__Texto__
◆ ◆ ◆ ◆ ◆ ◆ ◆
El regreso de Mitteleuropa
De un tiempo aca vuelve a estar de moda una idea que como un fantasma recorre Europa desde hace varios siglos: la de un mecano eternamente compuesto y descompuesto por la vía militar. Vuelve a hablarse de Mitteleuropa, de esa Europa central de contornos no mal definidos, sino tan bien definidos que todos tienen su idea de los mismos, y ni unos ni otros coinciden con los del vecino.Durante siglos la obsesión de dominar ese tablero central del continente se resumía en el intento de crear una Europa a imagen y semejanza de sus conquistadores. Recientemente, sin embargo, un nuevo viento del Este comienza a plantear cautamente la cuestión, pero con tal tino de insinuaciones que cabe pensar que nos hallamos ante el futuro tema de nuestro tiempo.
Al comienzo de lo que se llama edad contemporánea, tras el largo cambio del siglo XVIII, es la aventura napoleónica la que trata de organizar una Europa para Francia. Los más de 350 Estados, estadillos y arzobispados alemanes, heredados de la impotencia católica o protestante por organizar el espacio germánico en una sola hegemonía, quedan reducidos a una treintena bajo el protectorado o la soberanía directa del I Imperio. Ese intento, sin embargo, fracasa por la desmesura peninsular y eslava de Napoleón.
El congreso de Viena, que dibujó el mapa de la Europa posnapoleónica en 1815, definió a su vez un equilibrio a cinco que reposaba en la existencia de cuatro poderes continentales, Francia, Austria, Prusia y Rusia, más uno excéntrico e insular, el Reino Unido, que compensaba con su dominio de los mares su relativa ausencia de la tierra firme europea. La parte continental de ese gran reparto cobraba sentido, por añadidura, con la existencia de dos potencias periféricas, Francia y Rusia, que encerraban a Prusia y Austria inevitablemente a la greña por el reparto de un espacio donde nación, Estado, dinastía y realidades económicas se entrecruzaban hasta hacer imposible un subsistema independiente. Ese espacio, que la política del equilibrio europeo llamaba a racionalizar, comenzó a conocerse en el siglo XIX como Mitteleuropa.
El acuerdo de Viena se mantuvo sin apreciables sobresaltos hasta el espasmo revolucionario de 1848, del que salió un imperio austríaco debilitado y una nueva idea de Alemania por construir. En el inútil juego de los futuribles cabría argumentar que si los liberales del Parlamento de Francfort hubieran podido dirigir la gran cita nacional de los pueblos germánicos en contra de la versión imperial de Berlín, quizá no habría sido necesario Hitler, pero Bismarck les ganó por la mano al inventar el II Reich, reduciendo a Austria a Estado dependiente y reordenando las fronteras de la Mitteleuropa de los alemanes.
La organización del gran cuadrilátero que con su centro en Bohemia dominó la escena europea entre la derrota de Napoleón III, en 1870, y el fin de la I Guerra Mundial, en 1918, confiaba a los alemanes de Berlín el sometimiento de una parte de la nación polaca al Norte, y a los austriacos y húngaros de Viena y de Budapest, el de una variedad de eslavos; al Sur, croatas y eslovenos, con la incómoda excepción de Serbia, y en el centro, bohemios, moravos y eslovacos. Se consagraba así la primera organización unificada de ese espacio político en los tiempos contemporáneos, aunque en su mismo pecado el arreglo de Berlín llevaba la penitencia.
◆ ◆ ◆ ◆ ◆ ◆ ◆
__Tareas escritas__
**a)** Indica si cada afirmación concuerda con el texto sobre Mitteleuropa: (i) el congreso de Viena estableció un equilibrio entre cinco potencias; (ii) bajo Napoleón, los Estados alemanes quedaron reducidos a unos cien; (iii) el acuerdo de Viena duró sin grandes sobresaltos hasta 1848. Responde sí o no y cita entre comillas las palabras del texto que lo deciden.
**b)** Ordena como lista numerada las líneas de los registros que empiezan en la que contiene "the overcast sky." y siguen hasta la que contiene "(1061, 594)", ambas incluidas, sin las líneas en blanco.
El texto y los registros proceden de fuentes distintas.
◆ ◆ ◆ ◆ ◆ ◆ ◆
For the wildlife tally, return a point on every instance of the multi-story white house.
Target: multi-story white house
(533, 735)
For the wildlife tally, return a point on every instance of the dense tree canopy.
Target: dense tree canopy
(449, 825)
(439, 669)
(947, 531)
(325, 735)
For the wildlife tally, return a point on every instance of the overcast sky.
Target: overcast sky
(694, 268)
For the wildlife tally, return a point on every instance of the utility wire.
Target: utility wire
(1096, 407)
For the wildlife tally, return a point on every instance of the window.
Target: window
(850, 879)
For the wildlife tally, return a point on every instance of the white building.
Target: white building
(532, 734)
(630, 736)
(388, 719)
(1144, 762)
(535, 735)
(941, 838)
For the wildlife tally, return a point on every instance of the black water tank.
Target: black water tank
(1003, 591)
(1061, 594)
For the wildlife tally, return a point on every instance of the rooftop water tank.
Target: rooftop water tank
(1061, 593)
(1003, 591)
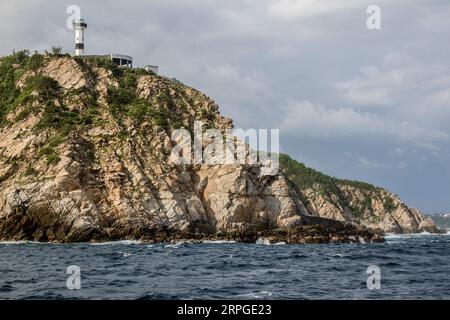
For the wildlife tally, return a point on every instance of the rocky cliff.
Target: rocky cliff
(354, 201)
(85, 154)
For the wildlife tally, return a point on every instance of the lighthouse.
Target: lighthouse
(79, 25)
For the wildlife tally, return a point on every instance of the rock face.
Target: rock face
(355, 202)
(85, 155)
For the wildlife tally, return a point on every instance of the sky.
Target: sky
(370, 105)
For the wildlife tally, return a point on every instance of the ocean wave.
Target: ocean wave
(112, 243)
(21, 242)
(218, 241)
(258, 295)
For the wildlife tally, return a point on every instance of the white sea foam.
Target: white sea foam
(218, 241)
(263, 241)
(21, 242)
(112, 243)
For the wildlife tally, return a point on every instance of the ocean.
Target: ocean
(410, 267)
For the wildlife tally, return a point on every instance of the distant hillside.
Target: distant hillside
(353, 201)
(441, 220)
◆ ◆ ◆ ◆ ◆ ◆ ◆
__Soluciones en orden__
**a)**
(i) Sí: "definió a su vez un equilibrio a cinco".
(ii) No: "quedan reducidos a una treintena".
(iii) Sí: "se mantuvo sin apreciables sobresaltos hasta el espasmo revolucionario de 1848".

**b)**
1. For the wildlife tally, return a point on every instance of the overcast sky.
2. Target: overcast sky
3. (694, 268)
4. For the wildlife tally, return a point on every instance of the utility wire.
5. Target: utility wire
6. (1096, 407)
7. For the wildlife tally, return a point on every instance of the window.
8. Target: window
9. (850, 879)
10. For the wildlife tally, return a point on every instance of the white building.
11. Target: white building
12. (532, 734)
13. (630, 736)
14. (388, 719)
15. (1144, 762)
16. (535, 735)
17. (941, 838)
18. For the wildlife tally, return a point on every instance of the black water tank.
19. Target: black water tank
20. (1003, 591)
21. (1061, 594)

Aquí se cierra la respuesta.